What you need to do
Your answer must be a word-for-word copy of the data.

Data extracts
+---+

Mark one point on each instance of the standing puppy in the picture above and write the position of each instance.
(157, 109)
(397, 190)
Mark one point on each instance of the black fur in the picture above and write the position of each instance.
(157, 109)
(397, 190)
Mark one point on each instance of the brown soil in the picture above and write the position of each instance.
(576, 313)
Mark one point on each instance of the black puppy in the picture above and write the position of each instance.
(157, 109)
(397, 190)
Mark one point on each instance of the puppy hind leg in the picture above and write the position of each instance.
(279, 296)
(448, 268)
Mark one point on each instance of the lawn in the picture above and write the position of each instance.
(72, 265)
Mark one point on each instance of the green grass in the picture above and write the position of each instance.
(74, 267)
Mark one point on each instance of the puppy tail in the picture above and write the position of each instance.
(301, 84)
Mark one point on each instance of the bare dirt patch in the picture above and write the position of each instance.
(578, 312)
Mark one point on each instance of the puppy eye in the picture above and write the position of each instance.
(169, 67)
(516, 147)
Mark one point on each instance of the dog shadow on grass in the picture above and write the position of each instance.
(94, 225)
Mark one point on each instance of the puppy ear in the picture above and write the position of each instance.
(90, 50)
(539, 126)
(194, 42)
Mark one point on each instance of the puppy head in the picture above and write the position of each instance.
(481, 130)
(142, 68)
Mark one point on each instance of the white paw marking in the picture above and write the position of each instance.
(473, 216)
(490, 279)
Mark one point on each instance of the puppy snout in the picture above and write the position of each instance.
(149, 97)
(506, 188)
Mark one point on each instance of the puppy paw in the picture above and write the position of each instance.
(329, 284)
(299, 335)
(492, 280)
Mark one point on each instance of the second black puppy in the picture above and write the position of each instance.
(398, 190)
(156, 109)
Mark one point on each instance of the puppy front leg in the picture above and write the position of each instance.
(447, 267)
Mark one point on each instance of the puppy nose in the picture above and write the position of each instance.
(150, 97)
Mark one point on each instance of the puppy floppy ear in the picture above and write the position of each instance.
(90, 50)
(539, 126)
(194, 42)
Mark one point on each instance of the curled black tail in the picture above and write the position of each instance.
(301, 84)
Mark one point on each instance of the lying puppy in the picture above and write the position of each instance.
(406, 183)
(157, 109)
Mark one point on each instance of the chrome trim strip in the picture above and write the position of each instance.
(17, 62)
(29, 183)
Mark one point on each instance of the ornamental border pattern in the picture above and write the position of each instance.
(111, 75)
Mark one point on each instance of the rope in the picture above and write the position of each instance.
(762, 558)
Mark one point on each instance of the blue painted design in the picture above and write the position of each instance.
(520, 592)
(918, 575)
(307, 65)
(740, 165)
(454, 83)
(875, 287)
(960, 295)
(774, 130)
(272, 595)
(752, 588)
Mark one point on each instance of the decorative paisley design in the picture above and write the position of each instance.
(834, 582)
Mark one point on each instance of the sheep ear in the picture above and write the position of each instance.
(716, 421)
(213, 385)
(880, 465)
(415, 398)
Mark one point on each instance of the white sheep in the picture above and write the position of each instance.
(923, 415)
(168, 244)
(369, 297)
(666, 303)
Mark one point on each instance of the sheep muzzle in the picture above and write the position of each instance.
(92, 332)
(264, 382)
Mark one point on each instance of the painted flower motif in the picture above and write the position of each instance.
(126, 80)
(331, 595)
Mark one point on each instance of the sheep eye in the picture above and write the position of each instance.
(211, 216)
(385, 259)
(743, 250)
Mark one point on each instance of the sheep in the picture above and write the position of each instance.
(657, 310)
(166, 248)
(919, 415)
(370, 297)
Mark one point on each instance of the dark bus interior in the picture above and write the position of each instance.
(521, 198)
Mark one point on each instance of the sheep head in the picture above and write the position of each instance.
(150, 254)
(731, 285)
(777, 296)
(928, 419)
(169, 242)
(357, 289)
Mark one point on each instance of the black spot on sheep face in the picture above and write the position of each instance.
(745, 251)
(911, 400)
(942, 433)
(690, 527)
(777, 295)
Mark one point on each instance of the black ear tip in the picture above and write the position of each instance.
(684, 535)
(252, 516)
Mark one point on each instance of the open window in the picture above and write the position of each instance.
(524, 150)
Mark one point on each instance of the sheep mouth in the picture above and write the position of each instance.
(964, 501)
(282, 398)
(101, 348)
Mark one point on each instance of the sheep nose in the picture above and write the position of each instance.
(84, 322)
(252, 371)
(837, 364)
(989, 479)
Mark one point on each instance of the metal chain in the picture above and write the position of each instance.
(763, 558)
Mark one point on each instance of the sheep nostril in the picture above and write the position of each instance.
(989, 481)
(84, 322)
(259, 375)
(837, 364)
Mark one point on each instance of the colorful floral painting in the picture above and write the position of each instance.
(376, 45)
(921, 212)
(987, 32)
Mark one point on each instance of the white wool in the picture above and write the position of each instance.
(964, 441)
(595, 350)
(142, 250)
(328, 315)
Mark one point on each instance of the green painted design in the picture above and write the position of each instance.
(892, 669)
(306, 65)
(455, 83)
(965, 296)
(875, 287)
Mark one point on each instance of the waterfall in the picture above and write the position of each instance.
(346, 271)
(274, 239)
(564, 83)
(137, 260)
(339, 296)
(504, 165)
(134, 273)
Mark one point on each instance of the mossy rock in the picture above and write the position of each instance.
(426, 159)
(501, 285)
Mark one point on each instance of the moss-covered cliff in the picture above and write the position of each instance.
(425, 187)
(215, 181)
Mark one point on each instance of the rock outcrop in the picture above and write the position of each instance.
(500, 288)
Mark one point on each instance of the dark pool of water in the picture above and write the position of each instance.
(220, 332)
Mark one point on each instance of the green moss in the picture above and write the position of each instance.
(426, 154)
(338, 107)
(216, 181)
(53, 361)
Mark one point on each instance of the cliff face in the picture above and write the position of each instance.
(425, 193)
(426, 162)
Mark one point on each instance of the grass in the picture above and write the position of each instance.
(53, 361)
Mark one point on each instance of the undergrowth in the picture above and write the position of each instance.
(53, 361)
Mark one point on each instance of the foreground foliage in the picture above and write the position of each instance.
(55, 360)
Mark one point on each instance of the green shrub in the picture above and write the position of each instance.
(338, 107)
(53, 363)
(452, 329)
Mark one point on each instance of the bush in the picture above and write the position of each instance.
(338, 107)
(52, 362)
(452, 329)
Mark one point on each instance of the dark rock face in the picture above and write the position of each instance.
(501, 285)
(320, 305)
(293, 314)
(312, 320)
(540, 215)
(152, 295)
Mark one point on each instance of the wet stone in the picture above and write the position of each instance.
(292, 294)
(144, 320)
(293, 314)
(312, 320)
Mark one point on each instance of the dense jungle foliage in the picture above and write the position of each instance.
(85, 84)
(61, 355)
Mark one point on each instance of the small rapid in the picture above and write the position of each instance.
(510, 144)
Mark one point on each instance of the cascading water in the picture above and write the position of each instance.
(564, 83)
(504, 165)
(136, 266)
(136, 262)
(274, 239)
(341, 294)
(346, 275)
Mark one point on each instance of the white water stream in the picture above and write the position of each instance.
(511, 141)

+---+

Completed task
Mark one point on each instance of the standing puppy in the picture above and write the position of each instance.
(157, 109)
(397, 190)
Mark one point on each instance of the black fur in the picture above and write the position of each instance.
(157, 109)
(397, 190)
Mark one point on each instance of the brown soil in the picture above and write the position of each instance.
(576, 313)
Mark one point on each instance of the black puppy in the picture above and write the position of each instance.
(157, 109)
(397, 190)
Mark one point on each instance of the puppy hind leg in the picture above and write the position of each instance.
(279, 296)
(448, 268)
Mark one point on each instance of the lawn in the picture above and write the position of each instance.
(72, 265)
Mark one point on each instance of the green grass in the picture above and write the position of each instance.
(74, 267)
Mark one point on each instance of the puppy tail in the picture above and write the position of each instance.
(301, 84)
Mark one point on each instance of the bare dirt patch in the picture above and write the position of each instance.
(578, 312)
Mark one point on each instance of the puppy eye in the picture above and write the position of each instance.
(169, 67)
(516, 147)
Mark one point on each instance of the dog shadow on grass in the picture above and write the position of each instance.
(94, 225)
Mark one point on each instance of the puppy ear in the picture above and write the position of each instance.
(90, 50)
(539, 126)
(194, 42)
Mark one point on each instance of the puppy head in the picture above and write the position of each instance.
(481, 130)
(142, 68)
Mark one point on each instance of the white paw marking in the picture above and write the position of each instance.
(473, 216)
(490, 279)
Mark one point on each instance of the puppy snout in the picture above and write the position of each instance.
(149, 97)
(506, 188)
Mark one point on each instance of the puppy paw in the picture above and write the position of each instance.
(329, 284)
(299, 335)
(492, 280)
Mark one point on each instance of the second black puppy in the picture above and write the position of each instance.
(398, 190)
(156, 109)
Mark one point on each instance of the puppy front leg in the picture above and write the position of each instance.
(447, 267)
Mark one point on each instance of the puppy nose in the picture above and write the position of each instance.
(150, 97)
Mark one point on each instance of the puppy floppy ear in the picture above and write the position of each instance.
(90, 50)
(539, 126)
(194, 42)
Mark one point on each instance of the curled black tail in the picture above and write the position of each instance.
(301, 84)
Mark one point on each instance of the lying puppy in the picture above and write the position of each instance.
(406, 183)
(157, 109)
Mark one point on each instance of the chrome trim strip in the picture above and write the position of each instance.
(17, 62)
(29, 183)
Mark one point on each instance of the ornamental border pattern in the picture above and write the position of each instance.
(111, 75)
Mark one point on each instance of the rope in the picture above and write the position of each instance.
(762, 558)
Mark one point on each instance of the blue painted design in the picture above and write the position of each instance.
(520, 592)
(918, 575)
(307, 65)
(740, 165)
(454, 83)
(875, 287)
(960, 295)
(774, 130)
(272, 595)
(752, 588)
Mark one point on each instance of the decorative paisley design in the picture above and write the position of each instance.
(834, 582)
Mark one point on each instance of the sheep ear in the picture above and write the position of each instance.
(716, 421)
(213, 385)
(880, 465)
(415, 398)
Mark one point on each instance of the white sheep in the picture above and write the position of each instance.
(923, 415)
(168, 244)
(369, 297)
(666, 303)
Mark one point on each instance of the sheep muzzle in the picture above and write the position of each instance.
(92, 332)
(264, 382)
Mark one point on each instance of the painted flower motif in the picture above and write the position of each instance.
(126, 80)
(331, 595)
Mark one point on each instance of the sheep eye in the picture above and write the position of each instance.
(211, 216)
(385, 259)
(743, 250)
Mark one point on each instance of the sheep in the picture above and write the position of each instance.
(657, 310)
(166, 248)
(919, 415)
(370, 297)
Mark one point on each instance of the dark bus interior in the picture above and write the position of each instance.
(521, 198)
Mark one point on each instance of the sheep head in the picture above and write the position of each instance.
(150, 254)
(731, 285)
(777, 296)
(928, 419)
(169, 242)
(357, 289)
Mark one point on each instance of the black spot on sheep face in the picture above and write the position of each instance.
(745, 251)
(911, 400)
(942, 433)
(690, 527)
(777, 295)
Mark one point on each instance of the black ear tip in the picture above and write the position of each instance.
(684, 535)
(252, 516)
Mark one point on each instance of the open window in the picture above and write the position of each instance.
(524, 150)
Mark one point on each instance of the sheep mouth in the picture above and write the position of each instance.
(964, 501)
(282, 398)
(101, 348)
Mark one point on each instance of the sheep nose in the picture above and write the position of each instance.
(84, 322)
(252, 371)
(837, 364)
(989, 479)
Mark one point on each instance of the metal chain in the picture above and write the position of each instance.
(763, 558)
Mark one point on each instance of the sheep nostril in the picture above and write the position of each instance.
(989, 481)
(84, 322)
(259, 375)
(837, 364)
Mark one point on each instance of the colorful floral painting in the picture above and write the position of each instance.
(376, 45)
(921, 212)
(987, 32)
Mark one point on each instance of the white wool in the picture above and write the position of each instance.
(964, 441)
(595, 350)
(142, 250)
(328, 315)
Mark one point on each instance of the green painted design in the picture above and write the position of each instance.
(892, 669)
(306, 65)
(455, 83)
(965, 296)
(875, 287)
Mark one point on each instance of the waterfall in the picture above and write the position of each instance.
(346, 271)
(274, 239)
(564, 83)
(137, 260)
(339, 296)
(504, 165)
(134, 273)
Mark one point on each instance of the mossy rock in the picture above and write the position of each instance.
(426, 159)
(501, 285)
Mark one point on each instance of the moss-covered cliff in the picture above and write the position of each instance.
(425, 187)
(215, 181)
Mark one point on each instance of the rock outcrop in the picture above and write the position of each instance.
(500, 288)
Mark one point on each instance of the dark pool of water in the picture above and write the position of each instance.
(220, 332)
Mark one point on each instance of the green moss in the picture above and write the position of each instance.
(426, 154)
(338, 107)
(216, 181)
(53, 361)
Mark one point on each instance of the cliff face in the picture above and write the position of each instance.
(425, 193)
(426, 162)
Mark one point on each instance of the grass in the picture above and write the position of each instance.
(53, 361)
Mark one point on each instance of the undergrowth in the picture above and write the position of each instance.
(53, 361)
Mark one point on each instance of the foreground foliage in the picture above and write the position of each instance.
(55, 360)
Mark one point on each instance of the green shrub in the picture above and write the position of each instance.
(338, 107)
(53, 363)
(452, 329)
Mark one point on each instance of the bush in the picture above and write the position of each instance.
(338, 107)
(52, 362)
(452, 329)
Mark one point on each instance of the dark rock face in the picture above and write the position of each instance.
(501, 285)
(320, 305)
(293, 314)
(312, 320)
(540, 215)
(152, 295)
Mark one point on each instance of the wet stone in the picture above and write the position of each instance.
(292, 294)
(144, 320)
(293, 314)
(312, 320)
Mark one point on each instance of the dense jungle foliage in the picture above and write the position of each instance.
(85, 84)
(61, 355)
Mark one point on each instance of the small rapid in the picture above and write the position of each instance.
(510, 144)
Mark one point on each instance of the cascading water in the picture above and write the position of each instance.
(564, 83)
(504, 165)
(136, 266)
(136, 262)
(274, 239)
(341, 294)
(346, 275)
Mark one point on each instance of the white water stream in the picture above and write the position of each instance.
(511, 141)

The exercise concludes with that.